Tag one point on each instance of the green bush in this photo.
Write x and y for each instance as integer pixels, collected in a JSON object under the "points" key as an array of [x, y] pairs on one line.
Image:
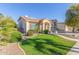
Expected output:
{"points": [[30, 33], [46, 31], [15, 36]]}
--------
▶ [TO DO]: Letter for letter, reproduce every record above and skip the pictures.

▶ [ANSWER TO THE EXERCISE]:
Tag one point on each instance of the green bush in this photo.
Write x and y for each instance as integer pixels, collected in a JSON object under the "points" key as an array of [x, y] pairs on one line.
Image:
Expected output:
{"points": [[30, 33], [46, 31], [15, 36]]}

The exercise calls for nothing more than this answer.